The problem
Reproduce the lines from the beginning through the one containing "[(586, 63)]", substituting "gray van" for "white van" and leaving everything else unchanged.

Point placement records
==============================

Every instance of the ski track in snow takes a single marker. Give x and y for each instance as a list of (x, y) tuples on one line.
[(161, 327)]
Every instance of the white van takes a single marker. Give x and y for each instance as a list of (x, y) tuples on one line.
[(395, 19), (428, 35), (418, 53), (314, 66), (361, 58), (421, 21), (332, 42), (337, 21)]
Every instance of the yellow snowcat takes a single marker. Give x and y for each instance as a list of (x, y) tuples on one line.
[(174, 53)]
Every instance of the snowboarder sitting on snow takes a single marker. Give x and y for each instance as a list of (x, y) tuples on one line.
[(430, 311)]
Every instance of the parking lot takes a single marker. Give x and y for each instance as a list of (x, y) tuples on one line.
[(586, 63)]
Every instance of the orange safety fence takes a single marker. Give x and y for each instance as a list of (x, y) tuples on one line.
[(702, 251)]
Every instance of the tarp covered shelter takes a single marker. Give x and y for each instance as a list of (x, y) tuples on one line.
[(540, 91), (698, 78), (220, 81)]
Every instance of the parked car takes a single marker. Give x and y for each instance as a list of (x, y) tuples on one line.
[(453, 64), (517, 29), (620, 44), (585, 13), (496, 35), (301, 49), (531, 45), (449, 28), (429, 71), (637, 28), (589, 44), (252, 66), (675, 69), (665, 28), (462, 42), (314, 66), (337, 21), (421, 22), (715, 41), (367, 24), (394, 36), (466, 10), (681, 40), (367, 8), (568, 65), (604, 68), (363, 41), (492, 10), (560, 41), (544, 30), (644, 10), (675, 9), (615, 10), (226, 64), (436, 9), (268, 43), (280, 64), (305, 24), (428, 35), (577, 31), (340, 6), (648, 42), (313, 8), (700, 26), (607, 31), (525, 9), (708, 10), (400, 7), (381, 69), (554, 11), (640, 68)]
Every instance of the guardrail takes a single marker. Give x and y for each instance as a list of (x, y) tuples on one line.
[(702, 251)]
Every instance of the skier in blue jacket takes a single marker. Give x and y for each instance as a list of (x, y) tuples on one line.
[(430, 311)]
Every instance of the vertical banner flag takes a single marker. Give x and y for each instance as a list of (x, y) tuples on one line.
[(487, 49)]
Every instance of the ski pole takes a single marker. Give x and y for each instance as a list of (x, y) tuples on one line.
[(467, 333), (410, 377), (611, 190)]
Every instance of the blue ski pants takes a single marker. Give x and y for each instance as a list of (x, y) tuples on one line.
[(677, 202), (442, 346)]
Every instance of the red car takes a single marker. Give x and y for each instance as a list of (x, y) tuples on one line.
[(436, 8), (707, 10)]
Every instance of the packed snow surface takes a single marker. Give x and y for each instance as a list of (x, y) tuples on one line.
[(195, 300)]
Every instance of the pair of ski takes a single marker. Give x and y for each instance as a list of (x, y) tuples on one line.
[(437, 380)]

==============================

Complete output
Every instance of the ski track in snow takes a single marker. Give x and y for each instance as a list of (x, y) tuples on one line.
[(161, 327)]
Every instance of the gray van takes a single marker. Give x and y for each instance as a list of (x, y) tuples on one line.
[(395, 19), (428, 35), (418, 53), (314, 66), (361, 58), (421, 21), (332, 42), (337, 21)]
Every instance of the yellow snowcat takes a single marker. Give x and y for each instance as a list of (x, y) tuples on one line.
[(174, 53)]
Every instance of the snowboarder sitting on snow takes a single marker. Give x and y for each instance as a list of (x, y) tuples on one line.
[(430, 311)]
Every instance of the parking lot takes a single marker. Give x and y for each instance as a list of (x, y) tuples on one line.
[(586, 63)]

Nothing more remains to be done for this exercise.